→ Esercizi
A) Nell'articolo sul parco Yasuní, riscrivi il tratto da "Un’ammissione di sconfitta, per" fino a "è stato chiuso.", sostituendo "sottosuolo" con "terreno".
B) Prosegui l'articolo sul parco Yasuní a partire dalla sua ultima frase.

→ Estratto del documento

..........

Dopo nove ore di acceso dibattito, 108 voti a favore e 25 contrari. Così il parlamento ecuadoriano ha parzialmente rimosso il divieto di estrarre petrolio dal parco nazionale Yasuní ITT (Ishpingo, Tambococha e Tiputini). La riserva amazzonica, ai confini del Perù, custodisce un inestimabile patrimonio ambientale, ma anche riserve di greggio stimate pari a 920 milioni di barili, il 20% delle risorse petrolifere del paese. Nonostante le misure sociali intraprese dal governo di Rafael Correa (rieletto per la terza volta a febbraio con oltre il 56% dei voti), l’Ecuador (il paese più piccolo dell’Opec) ha ancora un 23,7% di povertà. «Se non sfruttiamo nuovi giacimenti la nostra economia potrebbe collassare entro il 2020», ha detto Correa: ribadendo che i 19 milioni di introiti attesi dalle riserve del parco saranno destinati alla lotta alla povertà, a partire dalla regione amazzonica.

Un’ammissione di sconfitta, per l’esecutivo che, nel 2007, aveva lanciato al mondo un’ambiziosa sfida: lasciare nel sottosuolo quei milioni di barili per preservare quell’angolo di paradiso, dichiarato nel 1989 dall’Unesco riserva della biosfera per la sua biodiversità unica al mondo. In cambio, il governo ecuadoriano aveva chiesto alla comunità internazionale una parziale compensazione, corrispondente alla metà del valore di mercato del petrolio per 13 anni: un contributo di 2,6 miliardi di dollari – aveva spiegato Correa all’Onu – da versare in un fondo amministrato dal Programma dell’Onu per lo sviluppo e impiegato dal governo ecuadoriano per sviluppare le energie alternative e progetti eco-sostenibili. Quel tetto non è però stato raggiunto, la raccolta si è fermata a 13,3 milioni di dollari (lo 0,37%) e ad agosto il progetto è stato chiuso.

..........

→ Estratti dei dati
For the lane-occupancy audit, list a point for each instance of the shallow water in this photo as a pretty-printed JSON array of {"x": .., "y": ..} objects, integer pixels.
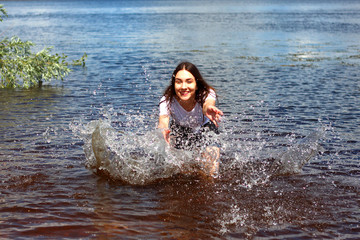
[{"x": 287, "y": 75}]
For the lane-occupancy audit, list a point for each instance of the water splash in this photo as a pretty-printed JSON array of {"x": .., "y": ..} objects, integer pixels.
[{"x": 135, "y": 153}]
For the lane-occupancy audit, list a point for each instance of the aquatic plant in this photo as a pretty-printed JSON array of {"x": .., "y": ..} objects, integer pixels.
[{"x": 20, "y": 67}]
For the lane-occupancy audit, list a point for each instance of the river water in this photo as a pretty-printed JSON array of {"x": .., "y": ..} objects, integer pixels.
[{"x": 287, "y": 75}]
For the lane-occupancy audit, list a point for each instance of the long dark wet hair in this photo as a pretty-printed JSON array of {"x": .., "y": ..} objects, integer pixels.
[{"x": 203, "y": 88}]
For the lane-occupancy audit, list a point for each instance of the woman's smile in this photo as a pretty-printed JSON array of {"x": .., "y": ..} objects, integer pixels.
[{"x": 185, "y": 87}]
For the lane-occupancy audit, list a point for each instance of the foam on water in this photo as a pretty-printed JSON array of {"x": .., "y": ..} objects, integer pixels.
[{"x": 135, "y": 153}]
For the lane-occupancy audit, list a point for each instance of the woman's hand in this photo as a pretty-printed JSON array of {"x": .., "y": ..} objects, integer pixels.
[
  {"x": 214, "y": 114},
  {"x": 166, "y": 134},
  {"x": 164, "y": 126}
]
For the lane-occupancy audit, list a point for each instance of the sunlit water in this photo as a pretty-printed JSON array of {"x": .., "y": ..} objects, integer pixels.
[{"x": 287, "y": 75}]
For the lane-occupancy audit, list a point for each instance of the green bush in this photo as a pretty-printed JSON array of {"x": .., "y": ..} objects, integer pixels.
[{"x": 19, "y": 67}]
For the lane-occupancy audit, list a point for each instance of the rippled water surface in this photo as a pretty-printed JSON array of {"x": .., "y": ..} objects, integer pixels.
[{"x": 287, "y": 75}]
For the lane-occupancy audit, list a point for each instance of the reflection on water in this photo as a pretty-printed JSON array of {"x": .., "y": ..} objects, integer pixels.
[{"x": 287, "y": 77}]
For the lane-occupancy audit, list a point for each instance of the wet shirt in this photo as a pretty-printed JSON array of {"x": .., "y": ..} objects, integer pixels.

..........

→ Soluzioni
A)
Un’ammissione di sconfitta, per l’esecutivo che, nel 2007, aveva lanciato al mondo un’ambiziosa sfida: lasciare nel terreno quei milioni di barili per preservare quell’angolo di paradiso, dichiarato nel 1989 dall’Unesco riserva della biosfera per la sua biodiversità unica al mondo. In cambio, il governo ecuadoriano aveva chiesto alla comunità internazionale una parziale compensazione, corrispondente alla metà del valore di mercato del petrolio per 13 anni: un contributo di 2,6 miliardi di dollari – aveva spiegato Correa all’Onu – da versare in un fondo amministrato dal Programma dell’Onu per lo sviluppo e impiegato dal governo ecuadoriano per sviluppare le energie alternative e progetti eco-sostenibili. Quel tetto non è però stato raggiunto, la raccolta si è fermata a 13,3 milioni di dollari (lo 0,37%) e ad agosto il progetto è stato chiuso.

B)
L’esecutivo ha allora proposto la modifica costituzionale. Il documento approvato consente le trivellazioni solo «nei blocchi 31 e 43», in un’estensione non superiore all’1 per mille dell’area (sui circa 10.000 kmq complessivi) ed esclude una zona considerata intangibile. A effettuare l’estrazione sarà esclusivamente l’impresa pubblica nazionale, la Petroamazonas. L’esecutivo s’impegna a istituire un sistema di «monitoraggio integrale» dell’impatto ambientale, un costante censimento del patrimonio culturale e biologico, e soprattutto a destinare le risorse a un progetto di riqualificazione economico-produttiva.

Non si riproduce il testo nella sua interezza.